Data records:
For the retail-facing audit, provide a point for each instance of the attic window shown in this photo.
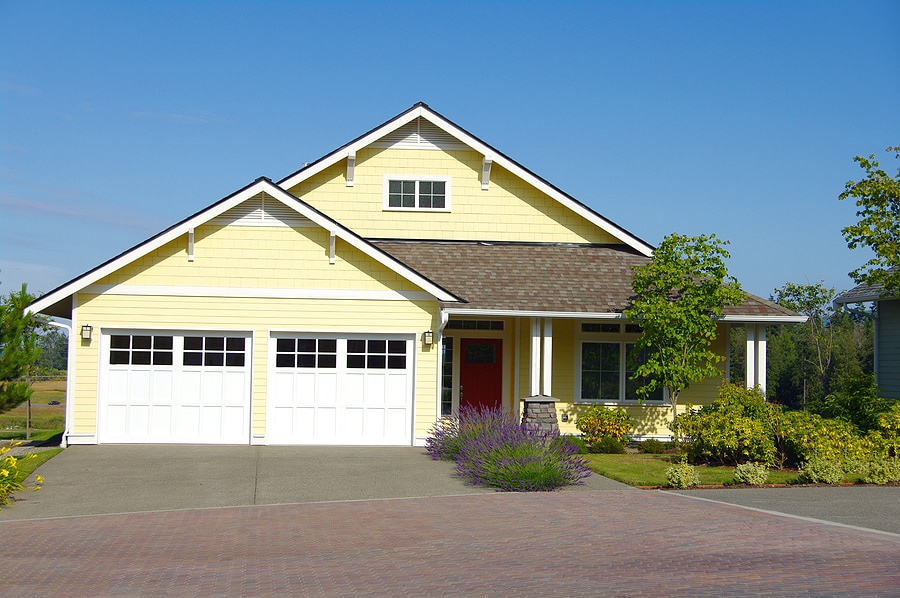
(417, 193)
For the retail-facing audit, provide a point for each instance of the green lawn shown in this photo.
(650, 470)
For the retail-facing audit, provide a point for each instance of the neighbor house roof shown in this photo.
(544, 279)
(422, 110)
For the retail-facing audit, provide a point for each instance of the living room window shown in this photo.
(426, 193)
(607, 359)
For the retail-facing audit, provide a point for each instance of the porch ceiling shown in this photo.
(560, 278)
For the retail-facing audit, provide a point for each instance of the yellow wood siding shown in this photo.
(258, 257)
(255, 258)
(511, 210)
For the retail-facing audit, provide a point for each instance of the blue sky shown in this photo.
(118, 119)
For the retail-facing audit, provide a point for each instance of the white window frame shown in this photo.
(417, 178)
(622, 339)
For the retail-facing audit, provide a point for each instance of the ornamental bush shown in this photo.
(11, 479)
(608, 446)
(823, 470)
(652, 446)
(754, 474)
(682, 476)
(599, 422)
(883, 471)
(801, 436)
(735, 428)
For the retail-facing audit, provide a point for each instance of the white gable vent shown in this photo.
(261, 210)
(420, 134)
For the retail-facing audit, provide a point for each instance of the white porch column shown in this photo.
(756, 356)
(548, 356)
(535, 357)
(750, 373)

Requirement: Type the entries again verbatim. Any pictures should be skipped.

Response to this exercise:
For the retail-facing audit, provide a point for each instance of the attic window shown in this photo.
(417, 193)
For the retail-facing audit, provide a point for each instance of the green lawn shown in this photo.
(650, 470)
For the retail-facing audit, provide a point for each instance of the neighbor house roof shown in this photo.
(544, 279)
(422, 110)
For the retail-facing audit, provide a point for each instance of the living room window shown in this photo.
(426, 193)
(607, 359)
For the retail-facing audit, provide a point for each instance of the porch ceiling shown in this photo.
(560, 278)
For the retail-facing audit, provide a point for each instance of the yellow wood siding shown in this photo.
(258, 257)
(255, 258)
(511, 210)
For the retail-facing audit, provide a point for each instance of the blue sky shown in this photo.
(118, 119)
For the retail-facing audit, provide a point for each instance of the white window frame shown in this photo.
(417, 178)
(622, 339)
For the retail-facing audit, provide a point for each instance of the ornamental bush shown in this photo.
(11, 479)
(608, 446)
(823, 470)
(652, 446)
(754, 474)
(682, 476)
(599, 422)
(883, 471)
(801, 436)
(735, 428)
For the retail-facing audit, provide a point for each instance of the white gable vent shown in this photo.
(261, 210)
(420, 134)
For the retail-facing audit, provide a point for each instance of the white porch column shown in this photo.
(756, 356)
(548, 356)
(535, 357)
(750, 373)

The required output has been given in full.